A pig farmer in Hunan province said he filed a claim in June and still hasn’t received payment because the insurance company said the local county government didn’t report the death of his pigs as a swine fever case.
7. China and the Middle East
Speaking at the opening of the inaugural Middle East Security Forum in Beijing, assistant foreign minister Chen Xiaodong said a lack of justice and fairness, hegemony and unilateralism would only worsen the security crisis in the region.
While there were geopolitical, ethnic and religious reasons for the “chaotic situation” in the Middle East, the US should bear the bulk of the responsibility for it, he said...
Speaking to representatives on the sidelines of the forum, China’s Foreign Minister Wang Yi reiterated Beijing’s position on dealing with the Middle East...
“China has never interfered in the internal affairs of Middle East countries, sought to build a sphere of influence or pursued selfish geopolitical interests,” he said.

(Excerpts of pointing data)
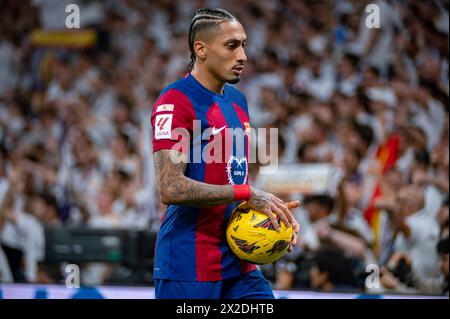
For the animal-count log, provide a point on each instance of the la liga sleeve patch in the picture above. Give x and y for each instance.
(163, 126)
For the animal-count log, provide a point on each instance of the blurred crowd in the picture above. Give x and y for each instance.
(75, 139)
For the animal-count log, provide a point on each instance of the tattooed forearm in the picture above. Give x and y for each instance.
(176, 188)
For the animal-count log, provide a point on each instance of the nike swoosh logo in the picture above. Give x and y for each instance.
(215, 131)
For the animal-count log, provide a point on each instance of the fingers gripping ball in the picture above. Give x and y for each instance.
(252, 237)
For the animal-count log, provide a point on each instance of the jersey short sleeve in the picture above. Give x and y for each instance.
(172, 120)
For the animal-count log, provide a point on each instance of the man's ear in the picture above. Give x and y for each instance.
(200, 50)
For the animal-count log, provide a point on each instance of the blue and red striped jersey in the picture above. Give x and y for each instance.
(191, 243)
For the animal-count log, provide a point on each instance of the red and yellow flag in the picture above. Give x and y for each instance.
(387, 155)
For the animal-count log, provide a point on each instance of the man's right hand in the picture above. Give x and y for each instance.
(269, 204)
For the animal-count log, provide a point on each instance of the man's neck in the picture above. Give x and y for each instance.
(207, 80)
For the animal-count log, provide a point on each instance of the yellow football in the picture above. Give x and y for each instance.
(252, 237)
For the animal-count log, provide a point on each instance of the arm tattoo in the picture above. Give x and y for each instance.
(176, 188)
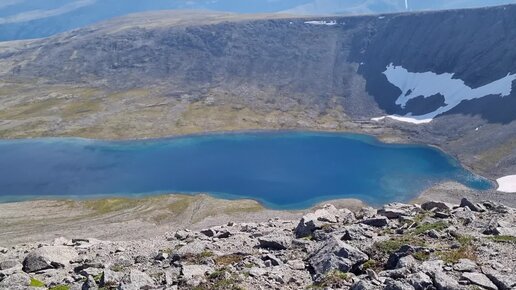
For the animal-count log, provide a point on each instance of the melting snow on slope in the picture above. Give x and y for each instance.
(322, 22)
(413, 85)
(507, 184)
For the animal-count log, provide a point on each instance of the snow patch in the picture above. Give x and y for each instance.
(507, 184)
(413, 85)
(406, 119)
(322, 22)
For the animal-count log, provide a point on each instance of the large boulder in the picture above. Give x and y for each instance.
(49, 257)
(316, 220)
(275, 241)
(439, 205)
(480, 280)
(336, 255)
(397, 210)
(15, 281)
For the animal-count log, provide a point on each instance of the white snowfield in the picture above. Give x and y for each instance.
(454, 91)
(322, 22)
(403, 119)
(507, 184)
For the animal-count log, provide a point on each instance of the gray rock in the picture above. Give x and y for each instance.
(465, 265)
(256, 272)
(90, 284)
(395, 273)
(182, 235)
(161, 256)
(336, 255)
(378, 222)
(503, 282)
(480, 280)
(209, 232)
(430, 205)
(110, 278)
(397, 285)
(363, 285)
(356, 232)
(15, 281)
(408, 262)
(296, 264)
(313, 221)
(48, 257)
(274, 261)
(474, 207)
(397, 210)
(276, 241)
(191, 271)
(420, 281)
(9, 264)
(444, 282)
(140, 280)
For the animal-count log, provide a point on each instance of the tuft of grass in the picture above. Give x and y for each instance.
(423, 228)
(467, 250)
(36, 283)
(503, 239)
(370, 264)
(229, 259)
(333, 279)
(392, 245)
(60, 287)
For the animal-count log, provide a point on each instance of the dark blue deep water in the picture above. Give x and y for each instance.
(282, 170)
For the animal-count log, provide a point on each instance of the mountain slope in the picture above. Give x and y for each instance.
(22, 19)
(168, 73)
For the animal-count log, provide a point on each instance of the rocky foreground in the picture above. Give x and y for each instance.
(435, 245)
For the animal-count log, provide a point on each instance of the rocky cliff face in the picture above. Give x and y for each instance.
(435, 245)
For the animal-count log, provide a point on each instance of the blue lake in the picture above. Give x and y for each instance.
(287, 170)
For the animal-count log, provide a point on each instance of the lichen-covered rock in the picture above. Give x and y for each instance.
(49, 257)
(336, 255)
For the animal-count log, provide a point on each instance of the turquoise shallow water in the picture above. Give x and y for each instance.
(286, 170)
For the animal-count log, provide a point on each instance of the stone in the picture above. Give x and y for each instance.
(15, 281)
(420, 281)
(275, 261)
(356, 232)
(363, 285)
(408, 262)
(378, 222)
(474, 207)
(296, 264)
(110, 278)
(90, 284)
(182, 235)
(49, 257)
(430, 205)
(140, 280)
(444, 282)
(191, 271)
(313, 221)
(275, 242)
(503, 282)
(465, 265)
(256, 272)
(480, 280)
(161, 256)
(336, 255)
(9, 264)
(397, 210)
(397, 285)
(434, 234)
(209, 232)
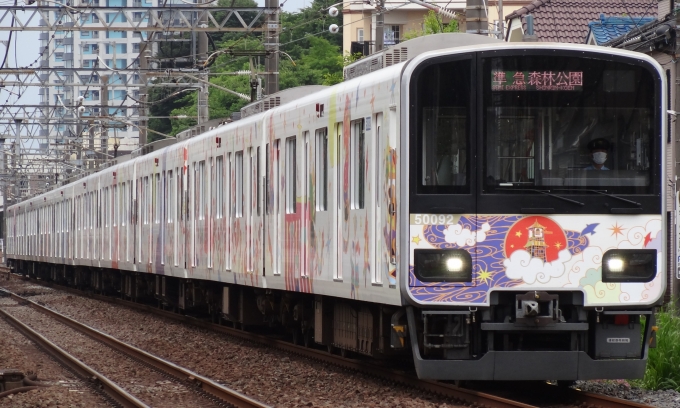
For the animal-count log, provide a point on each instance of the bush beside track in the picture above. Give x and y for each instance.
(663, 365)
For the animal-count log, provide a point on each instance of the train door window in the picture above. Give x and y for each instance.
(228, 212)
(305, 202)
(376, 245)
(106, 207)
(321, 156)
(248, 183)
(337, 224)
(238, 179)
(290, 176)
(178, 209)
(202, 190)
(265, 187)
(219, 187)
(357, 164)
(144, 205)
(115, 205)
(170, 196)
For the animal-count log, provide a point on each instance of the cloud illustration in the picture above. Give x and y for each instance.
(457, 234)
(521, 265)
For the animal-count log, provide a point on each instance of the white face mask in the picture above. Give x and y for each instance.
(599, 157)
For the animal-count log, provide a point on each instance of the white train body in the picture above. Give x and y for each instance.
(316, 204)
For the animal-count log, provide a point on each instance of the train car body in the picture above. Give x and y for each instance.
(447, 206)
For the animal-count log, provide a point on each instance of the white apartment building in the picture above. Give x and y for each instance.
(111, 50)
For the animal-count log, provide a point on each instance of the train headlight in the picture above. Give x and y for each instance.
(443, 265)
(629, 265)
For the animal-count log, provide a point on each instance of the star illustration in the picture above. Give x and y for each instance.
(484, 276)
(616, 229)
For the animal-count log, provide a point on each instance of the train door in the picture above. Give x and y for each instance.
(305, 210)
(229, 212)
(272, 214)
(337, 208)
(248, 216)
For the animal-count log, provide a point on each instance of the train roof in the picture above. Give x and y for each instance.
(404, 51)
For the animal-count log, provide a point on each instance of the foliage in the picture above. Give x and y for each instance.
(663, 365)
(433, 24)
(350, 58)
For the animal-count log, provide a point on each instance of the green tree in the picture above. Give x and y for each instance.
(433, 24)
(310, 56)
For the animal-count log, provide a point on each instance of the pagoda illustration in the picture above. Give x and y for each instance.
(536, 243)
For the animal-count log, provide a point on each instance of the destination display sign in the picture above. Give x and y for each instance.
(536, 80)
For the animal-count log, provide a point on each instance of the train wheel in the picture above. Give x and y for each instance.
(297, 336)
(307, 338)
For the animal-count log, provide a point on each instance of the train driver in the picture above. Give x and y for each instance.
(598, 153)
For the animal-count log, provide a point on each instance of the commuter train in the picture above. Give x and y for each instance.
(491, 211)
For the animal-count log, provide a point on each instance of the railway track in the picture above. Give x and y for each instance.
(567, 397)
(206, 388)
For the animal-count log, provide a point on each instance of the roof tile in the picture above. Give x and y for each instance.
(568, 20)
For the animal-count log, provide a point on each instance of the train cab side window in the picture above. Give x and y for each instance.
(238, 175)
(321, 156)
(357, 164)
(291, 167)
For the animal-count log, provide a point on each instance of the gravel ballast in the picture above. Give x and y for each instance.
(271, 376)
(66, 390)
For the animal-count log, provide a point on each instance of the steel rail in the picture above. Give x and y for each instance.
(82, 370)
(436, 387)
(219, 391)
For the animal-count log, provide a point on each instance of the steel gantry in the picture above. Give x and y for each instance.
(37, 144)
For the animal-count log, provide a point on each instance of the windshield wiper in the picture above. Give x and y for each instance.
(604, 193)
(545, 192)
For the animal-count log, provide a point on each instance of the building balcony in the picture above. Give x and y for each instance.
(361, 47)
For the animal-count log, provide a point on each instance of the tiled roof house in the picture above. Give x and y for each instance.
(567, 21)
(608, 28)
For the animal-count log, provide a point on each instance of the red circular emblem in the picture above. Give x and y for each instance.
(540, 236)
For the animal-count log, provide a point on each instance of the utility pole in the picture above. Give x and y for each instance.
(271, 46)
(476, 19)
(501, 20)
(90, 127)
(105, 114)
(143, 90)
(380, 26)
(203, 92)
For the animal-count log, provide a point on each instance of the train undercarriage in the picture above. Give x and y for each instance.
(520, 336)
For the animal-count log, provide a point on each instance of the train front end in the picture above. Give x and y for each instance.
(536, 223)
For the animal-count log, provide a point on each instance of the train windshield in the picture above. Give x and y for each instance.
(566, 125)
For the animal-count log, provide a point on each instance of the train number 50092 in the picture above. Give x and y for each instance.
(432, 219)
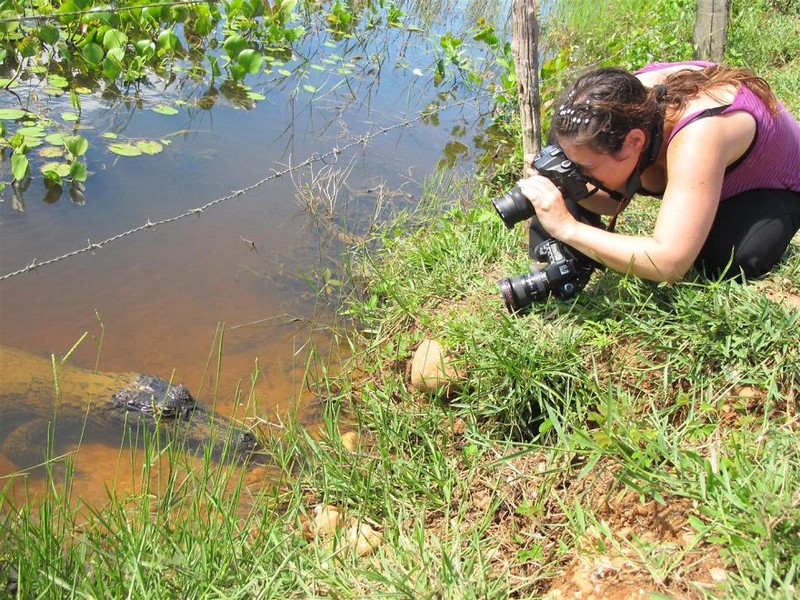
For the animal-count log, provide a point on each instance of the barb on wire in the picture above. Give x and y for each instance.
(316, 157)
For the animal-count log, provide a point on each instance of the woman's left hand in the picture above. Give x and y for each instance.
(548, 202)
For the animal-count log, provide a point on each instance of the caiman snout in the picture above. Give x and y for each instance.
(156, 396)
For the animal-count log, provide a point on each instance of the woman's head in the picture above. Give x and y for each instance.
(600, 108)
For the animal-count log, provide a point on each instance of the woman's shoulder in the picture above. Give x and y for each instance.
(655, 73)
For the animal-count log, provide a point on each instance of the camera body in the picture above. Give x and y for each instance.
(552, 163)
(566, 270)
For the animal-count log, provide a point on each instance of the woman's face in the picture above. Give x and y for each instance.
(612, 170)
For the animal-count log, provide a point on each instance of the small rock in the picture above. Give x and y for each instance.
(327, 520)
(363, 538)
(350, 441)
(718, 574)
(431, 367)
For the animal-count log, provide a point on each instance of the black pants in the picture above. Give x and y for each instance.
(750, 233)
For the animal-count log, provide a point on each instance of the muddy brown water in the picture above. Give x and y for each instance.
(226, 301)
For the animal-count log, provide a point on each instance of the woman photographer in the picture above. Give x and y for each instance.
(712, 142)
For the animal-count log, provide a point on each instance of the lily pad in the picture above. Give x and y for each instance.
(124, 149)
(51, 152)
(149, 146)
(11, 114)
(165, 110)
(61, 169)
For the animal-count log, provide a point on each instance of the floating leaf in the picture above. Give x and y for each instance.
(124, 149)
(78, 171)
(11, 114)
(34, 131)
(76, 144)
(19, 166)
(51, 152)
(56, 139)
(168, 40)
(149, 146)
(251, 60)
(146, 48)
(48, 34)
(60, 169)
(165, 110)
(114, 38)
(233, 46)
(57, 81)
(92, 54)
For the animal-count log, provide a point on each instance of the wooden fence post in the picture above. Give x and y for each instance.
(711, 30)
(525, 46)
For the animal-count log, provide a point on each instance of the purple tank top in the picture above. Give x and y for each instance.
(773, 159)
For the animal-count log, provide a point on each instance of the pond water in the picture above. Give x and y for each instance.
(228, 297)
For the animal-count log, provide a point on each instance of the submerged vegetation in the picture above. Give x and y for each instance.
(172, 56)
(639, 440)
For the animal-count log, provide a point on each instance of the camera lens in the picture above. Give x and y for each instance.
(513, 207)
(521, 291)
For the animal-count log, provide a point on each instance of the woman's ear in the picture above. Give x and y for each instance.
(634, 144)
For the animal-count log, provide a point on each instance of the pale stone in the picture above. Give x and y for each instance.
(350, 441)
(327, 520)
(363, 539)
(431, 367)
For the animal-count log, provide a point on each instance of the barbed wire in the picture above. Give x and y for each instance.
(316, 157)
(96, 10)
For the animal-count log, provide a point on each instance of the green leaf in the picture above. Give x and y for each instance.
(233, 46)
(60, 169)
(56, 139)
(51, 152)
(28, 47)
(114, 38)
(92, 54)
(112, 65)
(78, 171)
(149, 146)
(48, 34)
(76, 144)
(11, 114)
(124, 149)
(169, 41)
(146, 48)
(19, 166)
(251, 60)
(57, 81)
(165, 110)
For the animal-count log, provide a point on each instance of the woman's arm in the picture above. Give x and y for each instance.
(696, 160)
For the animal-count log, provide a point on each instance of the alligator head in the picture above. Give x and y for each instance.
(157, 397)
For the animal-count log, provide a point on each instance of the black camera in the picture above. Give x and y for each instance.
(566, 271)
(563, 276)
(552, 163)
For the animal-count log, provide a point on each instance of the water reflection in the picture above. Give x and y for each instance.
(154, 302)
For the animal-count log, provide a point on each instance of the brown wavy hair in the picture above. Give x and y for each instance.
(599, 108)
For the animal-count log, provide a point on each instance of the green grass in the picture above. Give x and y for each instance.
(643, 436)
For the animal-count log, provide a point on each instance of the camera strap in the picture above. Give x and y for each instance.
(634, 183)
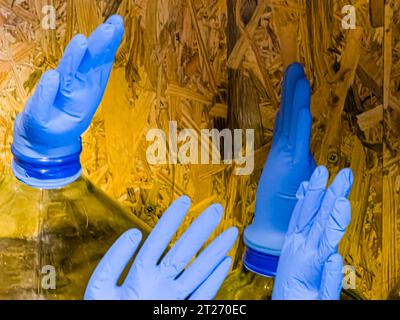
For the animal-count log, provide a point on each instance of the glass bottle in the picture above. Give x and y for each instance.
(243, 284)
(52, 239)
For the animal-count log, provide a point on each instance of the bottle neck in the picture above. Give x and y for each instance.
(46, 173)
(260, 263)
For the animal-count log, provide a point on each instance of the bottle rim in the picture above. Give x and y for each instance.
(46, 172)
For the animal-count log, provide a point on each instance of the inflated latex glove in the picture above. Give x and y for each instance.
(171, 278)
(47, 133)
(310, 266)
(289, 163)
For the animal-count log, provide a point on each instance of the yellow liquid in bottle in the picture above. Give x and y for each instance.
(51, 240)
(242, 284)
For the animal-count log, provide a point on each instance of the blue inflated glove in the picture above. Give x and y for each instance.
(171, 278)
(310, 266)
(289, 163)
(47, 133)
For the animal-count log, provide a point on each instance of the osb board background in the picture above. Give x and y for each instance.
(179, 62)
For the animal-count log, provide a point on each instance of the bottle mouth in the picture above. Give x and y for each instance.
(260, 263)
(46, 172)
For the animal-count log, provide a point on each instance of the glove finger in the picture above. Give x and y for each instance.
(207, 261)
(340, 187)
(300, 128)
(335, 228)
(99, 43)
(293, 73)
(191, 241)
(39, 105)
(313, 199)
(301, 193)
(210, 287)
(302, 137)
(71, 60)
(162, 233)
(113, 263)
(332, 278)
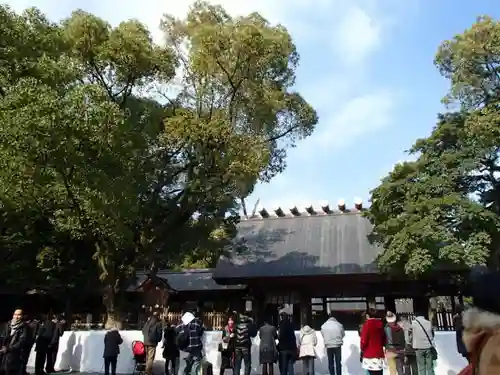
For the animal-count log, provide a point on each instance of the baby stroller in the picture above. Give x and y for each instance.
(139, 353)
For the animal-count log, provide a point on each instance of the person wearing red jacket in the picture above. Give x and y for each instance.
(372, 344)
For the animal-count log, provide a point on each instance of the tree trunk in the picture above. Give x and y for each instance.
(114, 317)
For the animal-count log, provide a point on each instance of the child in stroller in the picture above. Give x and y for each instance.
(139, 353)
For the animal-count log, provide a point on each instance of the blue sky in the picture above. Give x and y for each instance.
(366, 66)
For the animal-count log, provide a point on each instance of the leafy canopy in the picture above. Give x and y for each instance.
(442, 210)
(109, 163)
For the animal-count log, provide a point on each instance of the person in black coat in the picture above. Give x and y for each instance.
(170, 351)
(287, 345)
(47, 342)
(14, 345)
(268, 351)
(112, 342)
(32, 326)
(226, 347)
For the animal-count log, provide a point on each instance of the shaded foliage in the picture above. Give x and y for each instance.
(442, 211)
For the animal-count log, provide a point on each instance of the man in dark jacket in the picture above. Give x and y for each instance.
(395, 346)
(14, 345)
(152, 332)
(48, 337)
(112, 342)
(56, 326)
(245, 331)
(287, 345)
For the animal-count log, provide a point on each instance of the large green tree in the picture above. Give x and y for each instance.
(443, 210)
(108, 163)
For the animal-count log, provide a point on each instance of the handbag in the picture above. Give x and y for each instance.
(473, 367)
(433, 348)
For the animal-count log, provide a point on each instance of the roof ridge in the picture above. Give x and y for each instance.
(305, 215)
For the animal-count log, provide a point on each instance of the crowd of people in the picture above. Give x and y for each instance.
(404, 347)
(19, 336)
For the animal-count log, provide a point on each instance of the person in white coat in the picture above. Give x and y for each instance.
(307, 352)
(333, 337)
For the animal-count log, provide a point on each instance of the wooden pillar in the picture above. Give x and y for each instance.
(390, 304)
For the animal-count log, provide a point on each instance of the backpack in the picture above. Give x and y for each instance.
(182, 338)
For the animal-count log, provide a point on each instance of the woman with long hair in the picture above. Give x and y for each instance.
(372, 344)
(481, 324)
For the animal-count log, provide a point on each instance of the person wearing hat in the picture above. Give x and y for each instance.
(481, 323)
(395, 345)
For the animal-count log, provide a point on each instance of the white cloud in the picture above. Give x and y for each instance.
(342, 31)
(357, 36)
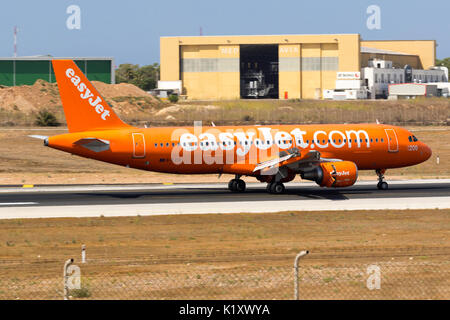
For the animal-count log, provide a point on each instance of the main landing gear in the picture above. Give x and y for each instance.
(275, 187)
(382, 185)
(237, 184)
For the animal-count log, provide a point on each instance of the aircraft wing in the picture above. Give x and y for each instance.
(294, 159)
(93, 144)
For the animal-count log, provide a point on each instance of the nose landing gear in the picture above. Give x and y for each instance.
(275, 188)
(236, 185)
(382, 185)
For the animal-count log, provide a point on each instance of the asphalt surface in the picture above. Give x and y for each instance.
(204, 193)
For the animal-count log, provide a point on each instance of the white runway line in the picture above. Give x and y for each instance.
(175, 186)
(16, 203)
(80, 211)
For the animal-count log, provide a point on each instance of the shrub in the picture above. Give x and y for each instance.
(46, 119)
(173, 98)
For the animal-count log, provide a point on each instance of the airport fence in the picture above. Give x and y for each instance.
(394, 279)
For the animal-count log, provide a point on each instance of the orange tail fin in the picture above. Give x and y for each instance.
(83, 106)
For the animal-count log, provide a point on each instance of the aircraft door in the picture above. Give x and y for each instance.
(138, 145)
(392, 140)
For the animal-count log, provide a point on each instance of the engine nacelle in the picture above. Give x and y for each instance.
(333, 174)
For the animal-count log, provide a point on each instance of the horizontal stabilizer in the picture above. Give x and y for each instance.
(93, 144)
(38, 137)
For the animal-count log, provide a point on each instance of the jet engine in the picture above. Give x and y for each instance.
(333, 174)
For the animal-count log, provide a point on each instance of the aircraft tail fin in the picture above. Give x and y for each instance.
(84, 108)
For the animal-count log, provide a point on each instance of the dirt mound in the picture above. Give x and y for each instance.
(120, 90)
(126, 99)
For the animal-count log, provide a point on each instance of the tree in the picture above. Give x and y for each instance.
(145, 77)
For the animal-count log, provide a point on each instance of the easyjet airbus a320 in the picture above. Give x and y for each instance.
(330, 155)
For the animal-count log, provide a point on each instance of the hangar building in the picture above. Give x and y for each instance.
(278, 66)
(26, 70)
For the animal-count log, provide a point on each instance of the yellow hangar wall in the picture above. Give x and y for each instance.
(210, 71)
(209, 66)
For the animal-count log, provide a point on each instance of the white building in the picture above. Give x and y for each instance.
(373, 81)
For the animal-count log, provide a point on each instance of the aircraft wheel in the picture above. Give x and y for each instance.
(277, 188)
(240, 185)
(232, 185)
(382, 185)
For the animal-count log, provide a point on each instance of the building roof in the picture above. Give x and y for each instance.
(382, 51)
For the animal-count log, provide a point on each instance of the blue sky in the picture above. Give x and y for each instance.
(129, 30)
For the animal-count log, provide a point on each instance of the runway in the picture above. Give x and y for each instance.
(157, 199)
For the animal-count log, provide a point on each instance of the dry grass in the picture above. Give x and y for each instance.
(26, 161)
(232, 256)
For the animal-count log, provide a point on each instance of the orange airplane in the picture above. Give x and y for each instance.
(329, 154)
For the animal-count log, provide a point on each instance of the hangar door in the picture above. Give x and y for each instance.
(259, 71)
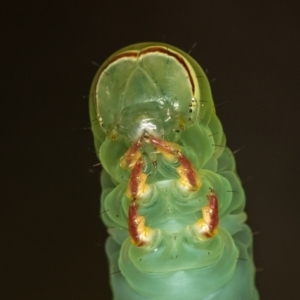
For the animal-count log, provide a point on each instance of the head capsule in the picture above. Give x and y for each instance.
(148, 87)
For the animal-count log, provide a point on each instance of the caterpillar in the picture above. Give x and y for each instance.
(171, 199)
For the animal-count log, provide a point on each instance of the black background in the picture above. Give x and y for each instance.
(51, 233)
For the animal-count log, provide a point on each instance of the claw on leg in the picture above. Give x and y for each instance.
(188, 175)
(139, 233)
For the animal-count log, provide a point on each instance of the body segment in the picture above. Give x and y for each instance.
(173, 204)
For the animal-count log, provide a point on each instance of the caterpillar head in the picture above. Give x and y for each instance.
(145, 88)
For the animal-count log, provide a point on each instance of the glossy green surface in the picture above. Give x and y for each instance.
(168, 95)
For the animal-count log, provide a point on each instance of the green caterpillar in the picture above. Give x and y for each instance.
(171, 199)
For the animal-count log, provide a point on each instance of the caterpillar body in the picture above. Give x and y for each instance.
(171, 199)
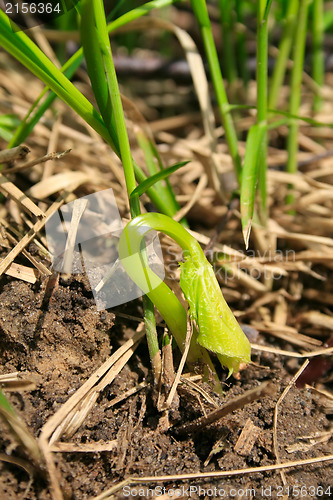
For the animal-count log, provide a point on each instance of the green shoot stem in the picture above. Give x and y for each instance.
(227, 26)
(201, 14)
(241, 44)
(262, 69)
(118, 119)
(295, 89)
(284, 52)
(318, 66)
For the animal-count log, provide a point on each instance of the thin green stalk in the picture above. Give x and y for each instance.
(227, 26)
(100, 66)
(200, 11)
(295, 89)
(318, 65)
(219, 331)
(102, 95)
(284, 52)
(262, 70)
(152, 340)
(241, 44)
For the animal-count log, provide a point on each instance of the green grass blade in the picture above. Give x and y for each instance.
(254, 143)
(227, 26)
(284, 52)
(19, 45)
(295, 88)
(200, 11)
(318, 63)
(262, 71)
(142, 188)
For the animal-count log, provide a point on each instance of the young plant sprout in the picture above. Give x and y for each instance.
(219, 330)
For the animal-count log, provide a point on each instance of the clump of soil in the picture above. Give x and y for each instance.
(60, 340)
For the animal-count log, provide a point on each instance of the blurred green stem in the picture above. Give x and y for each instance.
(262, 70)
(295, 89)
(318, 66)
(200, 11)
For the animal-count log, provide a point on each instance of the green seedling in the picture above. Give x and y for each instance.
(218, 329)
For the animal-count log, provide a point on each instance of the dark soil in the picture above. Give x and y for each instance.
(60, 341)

■ **Given exercise A**: Reproduce the passage of the news excerpt between "While there were" and "the Middle East...", inclusive.
■ **Given exercise B**: In the news excerpt, who spoke at the opening of the inaugural Middle East Security Forum in Beijing?
The records come from a separate source.

■ **Correct response A**:
While there were geopolitical, ethnic and religious reasons for the “chaotic situation” in the Middle East, the US should bear the bulk of the responsibility for it, he said...
Speaking to representatives on the sidelines of the forum, China’s Foreign Minister Wang Yi reiterated Beijing’s position on dealing with the Middle East...

■ **Correct response B**: Assistant foreign minister Chen Xiaodong.